--- Supplied material ---

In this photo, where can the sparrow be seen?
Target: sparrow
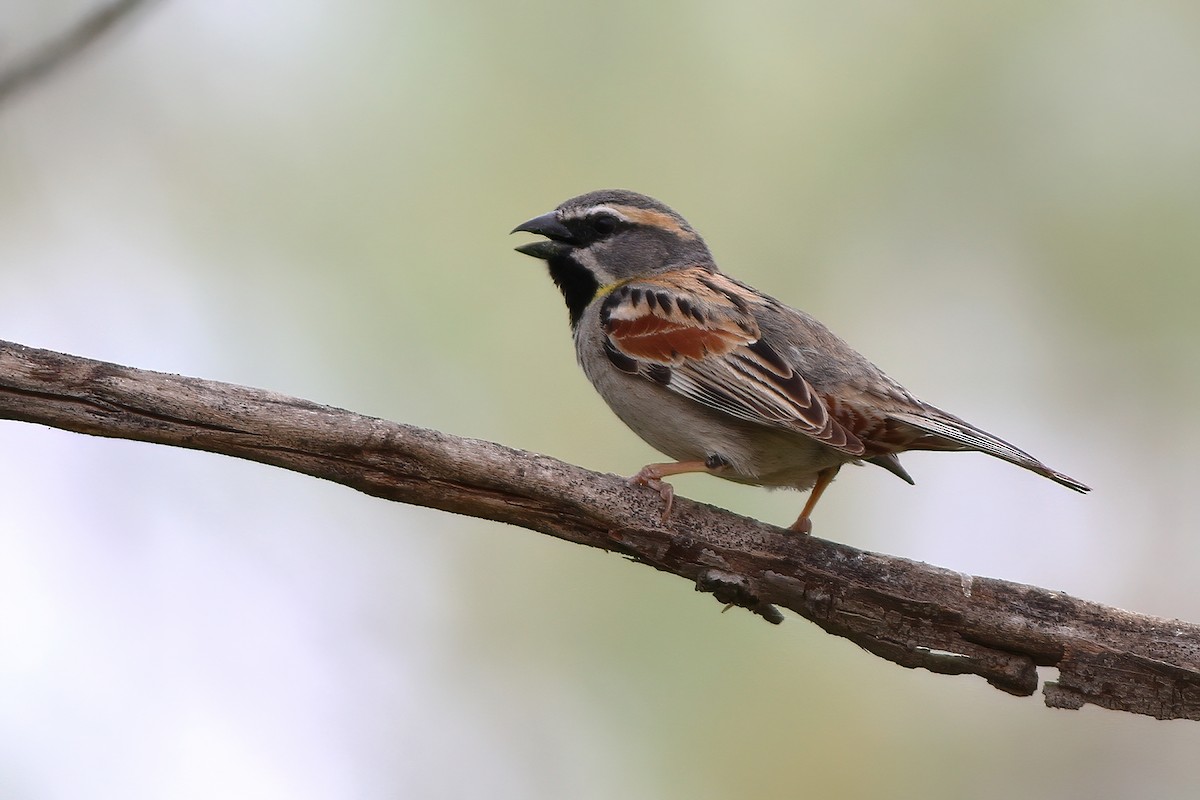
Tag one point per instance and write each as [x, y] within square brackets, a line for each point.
[720, 377]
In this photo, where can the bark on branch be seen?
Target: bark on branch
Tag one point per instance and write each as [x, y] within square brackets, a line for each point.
[910, 613]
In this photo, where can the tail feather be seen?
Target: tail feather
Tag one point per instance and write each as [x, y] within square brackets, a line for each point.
[969, 437]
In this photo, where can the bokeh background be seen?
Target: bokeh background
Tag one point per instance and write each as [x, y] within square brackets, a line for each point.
[997, 203]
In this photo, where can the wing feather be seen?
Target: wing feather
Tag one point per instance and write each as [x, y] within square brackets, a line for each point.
[699, 326]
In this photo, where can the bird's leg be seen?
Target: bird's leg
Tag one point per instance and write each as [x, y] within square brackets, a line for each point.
[652, 475]
[825, 477]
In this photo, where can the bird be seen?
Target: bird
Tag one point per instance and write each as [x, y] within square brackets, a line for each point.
[723, 378]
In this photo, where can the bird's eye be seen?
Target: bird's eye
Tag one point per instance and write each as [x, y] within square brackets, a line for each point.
[604, 223]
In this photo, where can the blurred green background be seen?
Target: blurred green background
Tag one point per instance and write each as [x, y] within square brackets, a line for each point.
[997, 203]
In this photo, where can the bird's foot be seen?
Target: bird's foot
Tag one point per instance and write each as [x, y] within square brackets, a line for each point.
[802, 525]
[653, 477]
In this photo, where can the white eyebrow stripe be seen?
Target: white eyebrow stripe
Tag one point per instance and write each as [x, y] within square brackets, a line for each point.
[582, 214]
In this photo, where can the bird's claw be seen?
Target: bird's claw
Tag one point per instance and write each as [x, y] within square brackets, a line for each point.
[651, 477]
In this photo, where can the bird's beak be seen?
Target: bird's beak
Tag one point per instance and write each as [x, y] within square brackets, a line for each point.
[558, 238]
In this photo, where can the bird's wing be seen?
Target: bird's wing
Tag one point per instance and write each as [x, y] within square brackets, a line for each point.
[693, 331]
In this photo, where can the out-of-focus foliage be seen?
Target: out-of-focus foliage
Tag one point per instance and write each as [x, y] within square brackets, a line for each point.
[997, 203]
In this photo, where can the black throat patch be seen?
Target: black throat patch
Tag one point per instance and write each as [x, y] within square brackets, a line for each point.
[577, 284]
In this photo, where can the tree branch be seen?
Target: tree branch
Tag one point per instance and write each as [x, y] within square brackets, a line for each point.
[910, 613]
[23, 73]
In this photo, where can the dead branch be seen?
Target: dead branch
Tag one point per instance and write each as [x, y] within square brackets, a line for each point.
[54, 54]
[910, 613]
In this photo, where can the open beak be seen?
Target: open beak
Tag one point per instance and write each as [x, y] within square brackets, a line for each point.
[558, 238]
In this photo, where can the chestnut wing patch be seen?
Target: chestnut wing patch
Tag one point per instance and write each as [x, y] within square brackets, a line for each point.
[693, 332]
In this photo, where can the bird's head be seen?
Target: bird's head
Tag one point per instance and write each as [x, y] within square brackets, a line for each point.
[606, 238]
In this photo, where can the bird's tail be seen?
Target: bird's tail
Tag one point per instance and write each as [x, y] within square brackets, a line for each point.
[964, 435]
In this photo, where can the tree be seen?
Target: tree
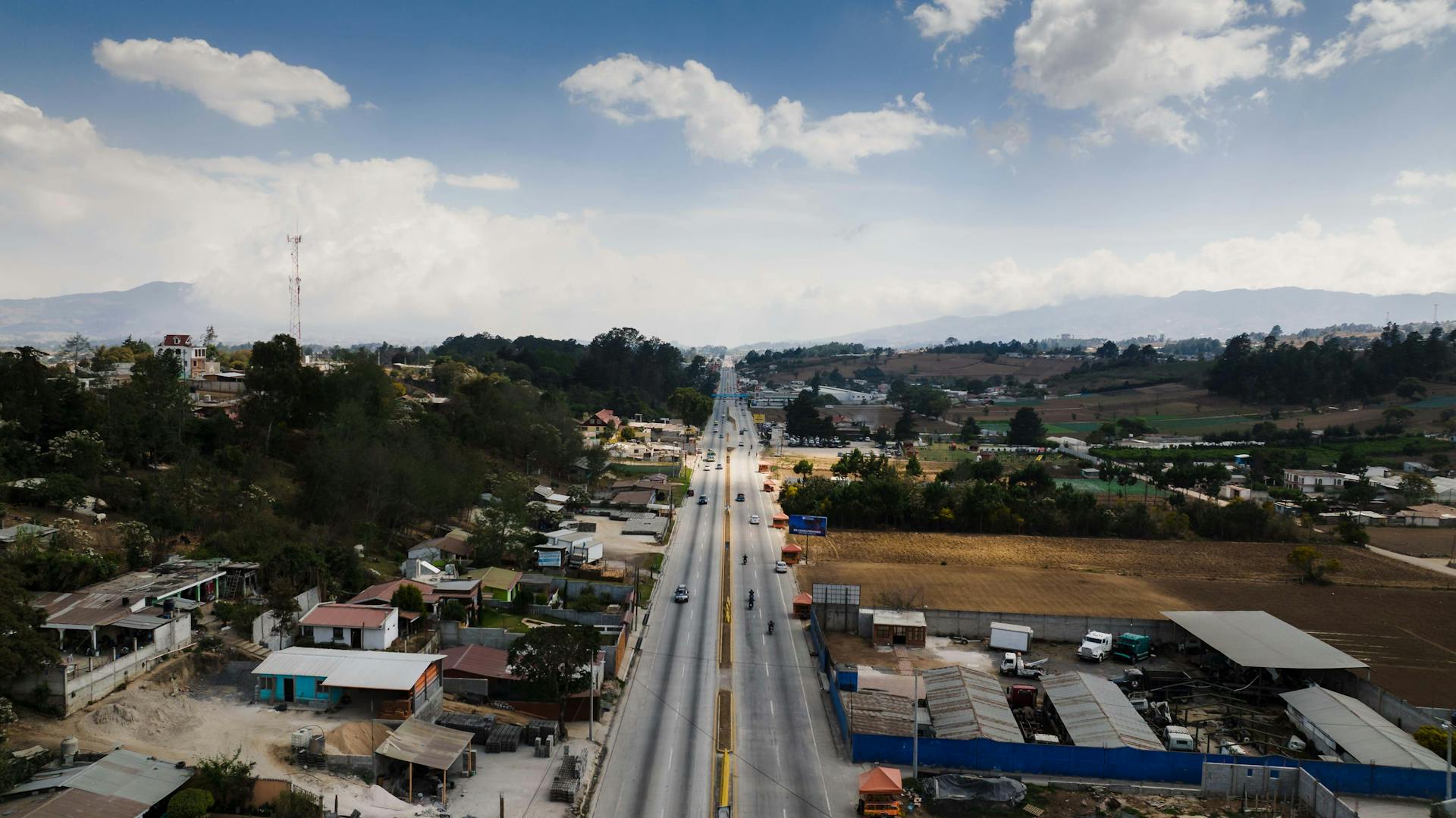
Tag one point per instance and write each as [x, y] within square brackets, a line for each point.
[228, 779]
[410, 599]
[1025, 428]
[137, 542]
[190, 804]
[1417, 488]
[1312, 565]
[905, 427]
[76, 346]
[970, 433]
[22, 645]
[557, 661]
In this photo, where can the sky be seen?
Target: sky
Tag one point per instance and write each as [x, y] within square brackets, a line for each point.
[720, 172]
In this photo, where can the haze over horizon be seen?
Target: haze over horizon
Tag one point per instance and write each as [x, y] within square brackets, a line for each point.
[819, 169]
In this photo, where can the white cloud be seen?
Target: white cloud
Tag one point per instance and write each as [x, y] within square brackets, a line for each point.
[484, 182]
[723, 123]
[1375, 27]
[254, 89]
[1138, 66]
[952, 19]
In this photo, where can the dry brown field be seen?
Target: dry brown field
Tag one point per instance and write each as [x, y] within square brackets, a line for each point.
[1416, 542]
[1405, 635]
[1251, 563]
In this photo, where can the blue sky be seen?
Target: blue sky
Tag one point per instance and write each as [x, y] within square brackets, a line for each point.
[943, 158]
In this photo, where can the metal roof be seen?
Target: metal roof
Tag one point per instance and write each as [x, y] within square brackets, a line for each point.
[968, 705]
[1257, 639]
[131, 776]
[1357, 729]
[425, 744]
[1097, 713]
[372, 670]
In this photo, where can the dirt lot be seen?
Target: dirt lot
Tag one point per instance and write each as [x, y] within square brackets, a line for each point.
[1416, 542]
[1254, 563]
[1407, 635]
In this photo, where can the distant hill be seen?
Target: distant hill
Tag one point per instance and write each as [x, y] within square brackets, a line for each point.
[1193, 313]
[145, 312]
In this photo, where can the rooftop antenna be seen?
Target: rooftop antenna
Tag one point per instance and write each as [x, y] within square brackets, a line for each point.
[294, 286]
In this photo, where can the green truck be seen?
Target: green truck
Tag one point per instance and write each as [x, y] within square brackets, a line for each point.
[1133, 648]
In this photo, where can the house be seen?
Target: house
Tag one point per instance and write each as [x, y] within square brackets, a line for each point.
[1313, 481]
[599, 424]
[899, 628]
[191, 356]
[450, 547]
[500, 582]
[120, 785]
[373, 628]
[394, 686]
[1427, 516]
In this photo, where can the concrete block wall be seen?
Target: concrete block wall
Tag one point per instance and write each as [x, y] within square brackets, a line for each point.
[977, 625]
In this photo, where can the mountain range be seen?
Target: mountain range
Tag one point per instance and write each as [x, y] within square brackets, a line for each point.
[1215, 313]
[165, 306]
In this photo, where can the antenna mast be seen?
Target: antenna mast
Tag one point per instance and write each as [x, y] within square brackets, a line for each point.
[294, 287]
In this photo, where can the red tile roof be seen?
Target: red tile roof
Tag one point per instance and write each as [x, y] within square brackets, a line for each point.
[478, 661]
[346, 615]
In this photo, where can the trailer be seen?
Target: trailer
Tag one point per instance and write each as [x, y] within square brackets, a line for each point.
[1009, 636]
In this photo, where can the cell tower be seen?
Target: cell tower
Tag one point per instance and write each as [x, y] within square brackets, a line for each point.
[294, 286]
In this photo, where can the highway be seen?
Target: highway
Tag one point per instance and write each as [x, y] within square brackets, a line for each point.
[660, 762]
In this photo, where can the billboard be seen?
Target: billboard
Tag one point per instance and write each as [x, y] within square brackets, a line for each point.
[808, 526]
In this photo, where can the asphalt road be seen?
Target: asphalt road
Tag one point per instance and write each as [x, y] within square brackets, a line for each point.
[660, 762]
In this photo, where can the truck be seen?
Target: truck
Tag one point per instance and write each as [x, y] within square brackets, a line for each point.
[1012, 664]
[1178, 740]
[1009, 636]
[1095, 647]
[1133, 648]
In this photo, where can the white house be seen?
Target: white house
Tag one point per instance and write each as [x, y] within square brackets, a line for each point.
[372, 628]
[1313, 481]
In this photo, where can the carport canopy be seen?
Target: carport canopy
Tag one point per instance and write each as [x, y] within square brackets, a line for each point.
[425, 744]
[1258, 639]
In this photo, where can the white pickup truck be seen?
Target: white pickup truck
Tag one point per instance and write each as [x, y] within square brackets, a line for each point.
[1095, 647]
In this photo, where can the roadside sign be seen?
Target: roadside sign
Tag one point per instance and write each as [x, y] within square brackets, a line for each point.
[808, 526]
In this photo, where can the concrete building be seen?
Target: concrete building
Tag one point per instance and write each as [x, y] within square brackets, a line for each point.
[372, 628]
[395, 686]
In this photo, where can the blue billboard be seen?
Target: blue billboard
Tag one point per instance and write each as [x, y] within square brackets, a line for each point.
[808, 526]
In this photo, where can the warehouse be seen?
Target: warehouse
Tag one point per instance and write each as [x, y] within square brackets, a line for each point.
[1345, 727]
[968, 705]
[1095, 713]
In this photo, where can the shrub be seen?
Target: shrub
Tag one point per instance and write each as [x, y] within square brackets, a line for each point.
[190, 804]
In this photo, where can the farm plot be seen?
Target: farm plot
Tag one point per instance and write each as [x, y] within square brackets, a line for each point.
[1253, 563]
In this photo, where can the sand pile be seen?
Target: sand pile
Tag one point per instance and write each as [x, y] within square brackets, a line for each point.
[354, 738]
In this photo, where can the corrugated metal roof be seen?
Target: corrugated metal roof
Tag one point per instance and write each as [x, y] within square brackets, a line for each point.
[1360, 731]
[372, 670]
[880, 713]
[968, 705]
[1258, 639]
[1097, 712]
[425, 744]
[133, 776]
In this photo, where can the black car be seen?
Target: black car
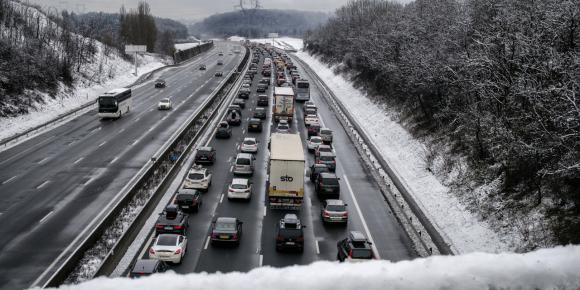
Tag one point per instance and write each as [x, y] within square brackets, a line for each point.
[224, 130]
[171, 221]
[239, 102]
[205, 155]
[354, 247]
[226, 230]
[255, 125]
[147, 267]
[326, 185]
[316, 169]
[263, 100]
[160, 83]
[244, 93]
[289, 233]
[260, 113]
[261, 88]
[188, 199]
[234, 119]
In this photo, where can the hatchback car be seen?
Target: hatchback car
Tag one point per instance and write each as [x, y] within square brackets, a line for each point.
[249, 145]
[354, 248]
[147, 267]
[327, 186]
[198, 178]
[313, 142]
[254, 125]
[260, 113]
[240, 188]
[328, 159]
[244, 164]
[224, 130]
[226, 230]
[205, 155]
[164, 104]
[289, 233]
[334, 211]
[168, 248]
[188, 199]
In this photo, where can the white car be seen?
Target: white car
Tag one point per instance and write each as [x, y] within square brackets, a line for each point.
[240, 188]
[313, 142]
[169, 248]
[164, 104]
[250, 145]
[198, 178]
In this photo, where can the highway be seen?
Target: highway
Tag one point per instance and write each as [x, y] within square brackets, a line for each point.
[55, 184]
[368, 211]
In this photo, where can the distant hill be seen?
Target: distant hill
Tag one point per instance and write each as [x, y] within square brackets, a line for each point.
[258, 23]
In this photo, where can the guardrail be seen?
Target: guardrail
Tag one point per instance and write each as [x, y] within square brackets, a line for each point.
[75, 111]
[150, 185]
[407, 220]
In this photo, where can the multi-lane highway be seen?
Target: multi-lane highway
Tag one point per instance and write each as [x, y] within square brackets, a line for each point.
[369, 213]
[54, 185]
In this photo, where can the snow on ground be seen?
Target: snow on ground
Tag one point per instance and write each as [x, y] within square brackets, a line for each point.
[107, 73]
[184, 46]
[555, 268]
[407, 155]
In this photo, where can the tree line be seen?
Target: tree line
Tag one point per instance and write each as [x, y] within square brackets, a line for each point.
[496, 79]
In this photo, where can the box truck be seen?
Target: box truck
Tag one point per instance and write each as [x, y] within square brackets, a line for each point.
[286, 172]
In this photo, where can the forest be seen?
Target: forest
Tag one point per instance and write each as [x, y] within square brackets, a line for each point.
[493, 81]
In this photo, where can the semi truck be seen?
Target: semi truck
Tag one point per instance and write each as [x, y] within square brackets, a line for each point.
[284, 101]
[286, 172]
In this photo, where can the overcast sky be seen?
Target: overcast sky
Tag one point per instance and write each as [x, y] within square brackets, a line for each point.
[189, 9]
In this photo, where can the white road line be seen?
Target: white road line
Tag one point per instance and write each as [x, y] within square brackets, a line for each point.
[207, 243]
[369, 236]
[9, 179]
[42, 184]
[46, 217]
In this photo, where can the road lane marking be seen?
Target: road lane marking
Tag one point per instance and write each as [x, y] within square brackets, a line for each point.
[207, 243]
[46, 217]
[42, 184]
[369, 236]
[9, 179]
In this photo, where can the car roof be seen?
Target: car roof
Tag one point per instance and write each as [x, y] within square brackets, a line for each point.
[145, 265]
[242, 181]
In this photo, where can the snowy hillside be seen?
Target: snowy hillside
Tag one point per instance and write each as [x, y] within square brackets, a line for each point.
[555, 268]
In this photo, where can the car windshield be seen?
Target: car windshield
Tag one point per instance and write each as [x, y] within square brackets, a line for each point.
[166, 240]
[335, 207]
[195, 176]
[330, 181]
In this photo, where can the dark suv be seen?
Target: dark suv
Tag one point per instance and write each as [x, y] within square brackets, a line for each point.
[327, 185]
[147, 267]
[205, 155]
[171, 221]
[355, 247]
[289, 233]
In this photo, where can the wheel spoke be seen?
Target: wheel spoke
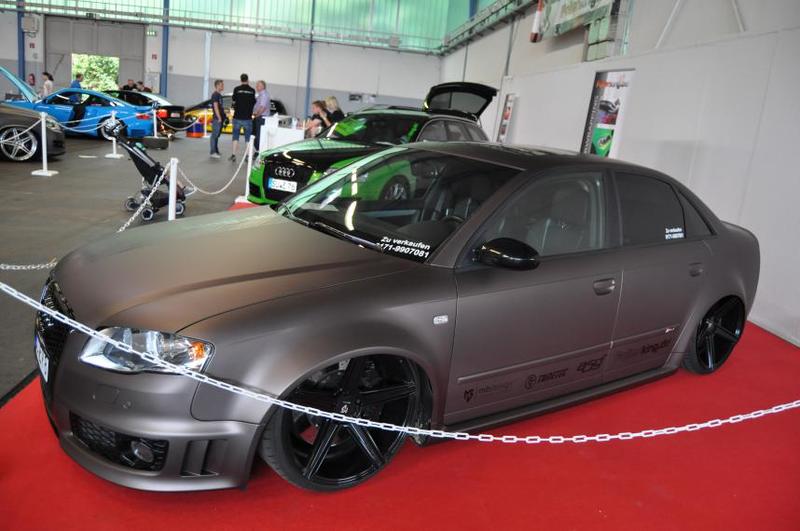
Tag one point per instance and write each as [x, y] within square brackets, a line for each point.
[319, 399]
[367, 444]
[709, 340]
[725, 334]
[352, 375]
[322, 444]
[387, 394]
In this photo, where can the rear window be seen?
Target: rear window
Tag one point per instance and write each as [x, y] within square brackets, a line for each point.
[651, 212]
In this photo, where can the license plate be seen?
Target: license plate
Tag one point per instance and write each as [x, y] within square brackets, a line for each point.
[42, 359]
[282, 185]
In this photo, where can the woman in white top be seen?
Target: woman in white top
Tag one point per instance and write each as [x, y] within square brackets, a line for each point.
[47, 86]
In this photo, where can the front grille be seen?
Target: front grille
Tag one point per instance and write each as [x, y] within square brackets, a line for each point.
[119, 448]
[286, 172]
[52, 334]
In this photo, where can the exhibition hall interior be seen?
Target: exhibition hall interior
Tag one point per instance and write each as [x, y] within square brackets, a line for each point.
[399, 264]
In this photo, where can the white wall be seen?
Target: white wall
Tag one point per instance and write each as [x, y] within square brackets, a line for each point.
[715, 108]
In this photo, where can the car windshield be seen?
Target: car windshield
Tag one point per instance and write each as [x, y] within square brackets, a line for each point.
[400, 201]
[390, 129]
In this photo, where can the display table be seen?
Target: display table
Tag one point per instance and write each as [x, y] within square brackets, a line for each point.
[273, 135]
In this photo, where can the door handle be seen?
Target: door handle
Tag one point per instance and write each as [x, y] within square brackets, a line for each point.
[604, 286]
[696, 269]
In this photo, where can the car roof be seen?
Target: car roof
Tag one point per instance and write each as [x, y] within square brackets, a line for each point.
[517, 156]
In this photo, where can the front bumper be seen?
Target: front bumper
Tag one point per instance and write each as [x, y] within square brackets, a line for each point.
[98, 415]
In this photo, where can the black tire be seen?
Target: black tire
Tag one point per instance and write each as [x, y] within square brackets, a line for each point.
[397, 189]
[716, 336]
[324, 455]
[19, 144]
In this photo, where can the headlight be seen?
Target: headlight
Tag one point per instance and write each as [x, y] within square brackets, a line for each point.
[187, 352]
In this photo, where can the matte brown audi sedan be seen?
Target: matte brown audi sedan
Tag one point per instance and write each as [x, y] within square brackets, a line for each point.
[509, 282]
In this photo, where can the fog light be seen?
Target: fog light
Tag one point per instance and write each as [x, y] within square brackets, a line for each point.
[142, 452]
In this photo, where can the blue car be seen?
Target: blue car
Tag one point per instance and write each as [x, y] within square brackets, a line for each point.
[82, 111]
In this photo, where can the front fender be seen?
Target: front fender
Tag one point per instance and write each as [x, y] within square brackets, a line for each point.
[273, 345]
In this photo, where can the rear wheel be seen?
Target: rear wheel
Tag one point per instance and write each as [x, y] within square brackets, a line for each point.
[18, 144]
[321, 454]
[716, 336]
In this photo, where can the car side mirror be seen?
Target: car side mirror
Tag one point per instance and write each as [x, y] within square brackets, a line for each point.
[509, 253]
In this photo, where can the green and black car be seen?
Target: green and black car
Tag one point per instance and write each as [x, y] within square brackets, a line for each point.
[450, 112]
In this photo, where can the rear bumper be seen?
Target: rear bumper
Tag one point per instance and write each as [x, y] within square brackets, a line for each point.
[151, 409]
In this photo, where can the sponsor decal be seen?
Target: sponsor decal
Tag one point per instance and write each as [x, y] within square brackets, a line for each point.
[284, 171]
[590, 365]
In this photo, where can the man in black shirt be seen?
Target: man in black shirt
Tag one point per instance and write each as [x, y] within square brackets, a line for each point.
[244, 99]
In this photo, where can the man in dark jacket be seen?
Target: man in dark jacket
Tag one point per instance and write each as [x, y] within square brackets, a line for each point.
[244, 99]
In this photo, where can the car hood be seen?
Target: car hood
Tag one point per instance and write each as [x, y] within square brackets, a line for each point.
[170, 275]
[320, 153]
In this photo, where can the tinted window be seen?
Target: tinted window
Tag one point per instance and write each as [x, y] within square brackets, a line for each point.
[375, 129]
[434, 132]
[456, 132]
[405, 202]
[695, 224]
[476, 133]
[558, 215]
[651, 212]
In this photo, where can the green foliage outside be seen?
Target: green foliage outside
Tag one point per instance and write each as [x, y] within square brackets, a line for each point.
[99, 72]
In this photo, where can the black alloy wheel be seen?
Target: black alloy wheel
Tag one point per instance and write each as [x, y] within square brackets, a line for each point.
[717, 334]
[321, 454]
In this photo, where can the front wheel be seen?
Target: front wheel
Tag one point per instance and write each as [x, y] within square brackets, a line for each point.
[716, 336]
[18, 144]
[322, 454]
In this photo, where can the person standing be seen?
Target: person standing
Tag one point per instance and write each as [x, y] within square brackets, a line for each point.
[76, 84]
[261, 110]
[244, 99]
[336, 113]
[217, 117]
[47, 85]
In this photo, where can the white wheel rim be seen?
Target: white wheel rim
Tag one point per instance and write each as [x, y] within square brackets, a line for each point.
[18, 144]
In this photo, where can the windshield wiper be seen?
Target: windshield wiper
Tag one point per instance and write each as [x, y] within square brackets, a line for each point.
[333, 231]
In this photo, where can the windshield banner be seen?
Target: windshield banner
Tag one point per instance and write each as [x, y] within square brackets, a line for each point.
[601, 135]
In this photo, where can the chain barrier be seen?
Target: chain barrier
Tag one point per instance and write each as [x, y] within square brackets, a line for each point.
[206, 192]
[408, 430]
[146, 201]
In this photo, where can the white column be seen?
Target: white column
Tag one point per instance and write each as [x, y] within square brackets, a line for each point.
[113, 154]
[44, 172]
[173, 187]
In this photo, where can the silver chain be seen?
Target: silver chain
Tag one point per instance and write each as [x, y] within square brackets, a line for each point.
[409, 430]
[146, 201]
[206, 192]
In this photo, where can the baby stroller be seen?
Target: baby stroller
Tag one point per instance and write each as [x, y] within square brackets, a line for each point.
[150, 170]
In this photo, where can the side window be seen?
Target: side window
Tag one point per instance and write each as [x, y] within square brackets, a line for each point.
[556, 215]
[695, 224]
[651, 212]
[434, 131]
[456, 132]
[476, 134]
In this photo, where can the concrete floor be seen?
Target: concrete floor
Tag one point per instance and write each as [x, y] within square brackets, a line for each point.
[43, 218]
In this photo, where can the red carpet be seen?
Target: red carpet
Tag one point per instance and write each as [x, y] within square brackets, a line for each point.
[744, 476]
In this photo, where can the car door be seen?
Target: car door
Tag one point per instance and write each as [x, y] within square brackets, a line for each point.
[525, 336]
[662, 267]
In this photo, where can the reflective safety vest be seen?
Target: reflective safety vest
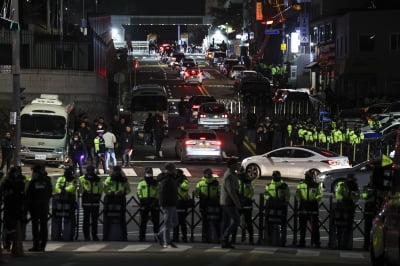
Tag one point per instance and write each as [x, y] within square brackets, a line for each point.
[111, 185]
[147, 190]
[277, 190]
[63, 185]
[308, 192]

--- Required work ---
Print, exactly and only, the lines running from the line with "In this photo, where can the chain" through the last line of the data, including both. Skip any picture.

--- Solution ---
In this photo, where can the chain barrier be seen?
Target: chain barrier
Tag one point per instance and write each as [x, y] within square brackets, a line for each point.
[206, 192]
[408, 430]
[146, 201]
In this photo, where can the white column be seen?
Target: white column
Tag one point per instance and write each as [x, y] within square brackets, a line for each point.
[113, 154]
[44, 172]
[173, 187]
In this photo, where can the silver chain be seen?
Target: silver chain
Tag one point per instance and write each as [x, y] within square brackets, a line for each point.
[409, 430]
[146, 201]
[206, 192]
In this photo, where can the baby stroller be seen?
Target: baby stroller
Tag one point per instance and write each as [x, y] within square brackets, a line for each point.
[150, 170]
In this photo, where can the side window be seen?
Target: side window
Tag one point per instance and write each as [x, y] within square brackets, a line for each point.
[556, 215]
[695, 224]
[651, 212]
[434, 131]
[456, 132]
[476, 134]
In this photo, where can the concrete floor be seen?
Target: concrete floor
Tag one point per instance and write each as [x, y] within square brackets, a line for each point.
[43, 218]
In this photo, where can the red carpet be seen?
Target: red carpet
Tag one point per instance and write each as [x, y] within square brackets, a line for each point.
[744, 476]
In this photo, where can the car door be seen?
Target: car door
Tag one point per instance and write each as [x, y] within square brackets, a line for each point.
[525, 336]
[662, 267]
In this photo, where can the reflective safety vest be seen?
Target: reflective safety vest
Tag one point per instance and write each as [x, y] within square brackets, a line for each point.
[111, 185]
[147, 190]
[277, 190]
[63, 185]
[308, 192]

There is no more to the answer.